→ **Document excerpt**
-- Opening Marker --

Ghost plant, Monotropa uniflora, is now flowering in shaded woodlands. The species is also known as Indian pipe or corpse plant. Each stem is about finger-high and has a nodding flower at its tip. The plant’s pallor tells the story of its peculiar feeding methods. Rather than using pigments to gather sunlight, the roots are sheathed with fungi from whom the plant gets its food. Monotropa is quite specialized, connecting to a small number of Russula fungi species. The fungi in turn feed themselves by tapping the roots of trees, so Monotropa is indirectly feeding from other plants, using a fungus as the money-laundering intermediary. Whether the fungus gets anything in return from Monotropa is not known. The plant is usually regarded as wholly parasitic.

-- Closing Marker --

→ **Directions**
• 1. Can you extract from the ghost plant passage the words beginning at "Ghost plant, Monotropa" and stopping after "as wholly parasitic."?
• 2. Could you condense the paragraph of the ghost plant passage that opens "Ghost plant, Monotropa uniflora" into a short bulleted list of its main facts?

→ **Information shown**
-- Opening Marker --

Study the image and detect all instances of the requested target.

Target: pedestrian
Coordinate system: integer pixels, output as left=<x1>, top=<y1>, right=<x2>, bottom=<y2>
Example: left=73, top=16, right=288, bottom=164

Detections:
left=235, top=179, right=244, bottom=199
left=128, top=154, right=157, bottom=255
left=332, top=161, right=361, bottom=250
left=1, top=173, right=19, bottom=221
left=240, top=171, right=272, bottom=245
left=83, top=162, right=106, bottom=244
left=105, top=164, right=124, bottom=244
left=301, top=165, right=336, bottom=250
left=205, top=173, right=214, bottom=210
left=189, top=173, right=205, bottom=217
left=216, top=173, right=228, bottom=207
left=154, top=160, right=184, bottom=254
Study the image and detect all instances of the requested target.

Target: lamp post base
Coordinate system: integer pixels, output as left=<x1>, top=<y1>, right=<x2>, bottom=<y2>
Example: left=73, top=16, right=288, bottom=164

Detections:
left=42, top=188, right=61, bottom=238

-- Closing Marker --

→ **Responses for each task**
• 1.
Ghost plant, Monotropa uniflora, is now flowering in shaded woodlands. The species is also known as Indian pipe or corpse plant. Each stem is about finger-high and has a nodding flower at its tip. The plant’s pallor tells the story of its peculiar feeding methods. Rather than using pigments to gather sunlight, the roots are sheathed with fungi from whom the plant gets its food. Monotropa is quite specialized, connecting to a small number of Russula fungi species. The fungi in turn feed themselves by tapping the roots of trees, so Monotropa is indirectly feeding from other plants, using a fungus as the money-laundering intermediary. Whether the fungus gets anything in return from Monotropa is not known. The plant is usually regarded as wholly parasitic.

• 2.
- Ghost plant (Monotropa uniflora), also called Indian pipe or corpse plant, is now flowering in shaded woodlands.
- Each stem is about finger-high and has a nodding flower at its tip.
- Its pale color reflects how it feeds. It has no pigments for gathering sunlight and gets its food from fungi that sheathe its roots.
- It connects to only a small number of Russula fungi species.
- Those fungi feed by tapping tree roots, so the plant feeds indirectly from other plants through the fungus.
- No one knows whether the fungus gets anything in return, and the plant is usually regarded as wholly parasitic.